Records:
-- Begin --
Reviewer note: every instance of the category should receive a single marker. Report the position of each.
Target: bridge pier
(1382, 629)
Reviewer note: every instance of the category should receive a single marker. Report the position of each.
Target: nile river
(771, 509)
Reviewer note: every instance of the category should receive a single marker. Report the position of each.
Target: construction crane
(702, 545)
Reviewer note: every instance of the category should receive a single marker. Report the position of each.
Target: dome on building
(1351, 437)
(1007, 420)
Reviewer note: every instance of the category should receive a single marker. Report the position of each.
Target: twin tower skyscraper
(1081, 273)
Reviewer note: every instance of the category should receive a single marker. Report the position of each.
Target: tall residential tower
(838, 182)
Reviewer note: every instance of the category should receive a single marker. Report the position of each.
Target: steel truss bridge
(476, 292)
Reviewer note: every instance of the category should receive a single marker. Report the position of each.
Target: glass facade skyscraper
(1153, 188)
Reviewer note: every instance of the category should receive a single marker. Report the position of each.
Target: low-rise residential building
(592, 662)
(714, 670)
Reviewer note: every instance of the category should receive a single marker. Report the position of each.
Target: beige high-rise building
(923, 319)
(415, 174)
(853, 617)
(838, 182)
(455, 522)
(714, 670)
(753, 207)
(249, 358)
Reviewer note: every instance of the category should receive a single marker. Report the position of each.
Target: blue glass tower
-- End --
Reproduce the complete set of lines precisely as supplied.

Reviewer note: every instance of the category should receive a single marker. Report the position of each.
Target: bridge pier
(1382, 629)
Reviewer note: every instance of the category should receive a single marker. Report the position of each.
Target: nile river
(771, 509)
Reviewer note: every instance of the category should receive a single marker. Report the position of each.
Target: construction crane
(702, 545)
Reviewer note: every instance of the category should receive a single marker. Report the position of each.
Target: dome on building
(1351, 437)
(1007, 420)
Reviewer note: every instance of the category should receive a single marker. Report the position of each.
Target: twin tower skyscraper
(1081, 273)
Reviewer note: every instance of the category should receive a single marker. Report the position of each.
Target: tall residential tower
(838, 182)
Reviewer note: every instance of the category should receive a single marker. Report the position of each.
Target: steel truss bridge
(476, 292)
Reviewer note: every instance of the category should receive a single marker. Report the position of each.
Target: glass facade skyscraper
(1153, 188)
Reviewer note: every instance of the category should receive a single marker. Report the position of each.
Target: low-rise residential building
(592, 662)
(714, 670)
Reviewer note: every instance of the category should receive a single marker. Report the position of each.
Target: beige high-rise building
(923, 319)
(415, 174)
(853, 617)
(838, 182)
(455, 522)
(714, 670)
(753, 207)
(249, 358)
Reviewer note: every instance of the category should receive a single marker. Report the position of each.
Target: blue glass tower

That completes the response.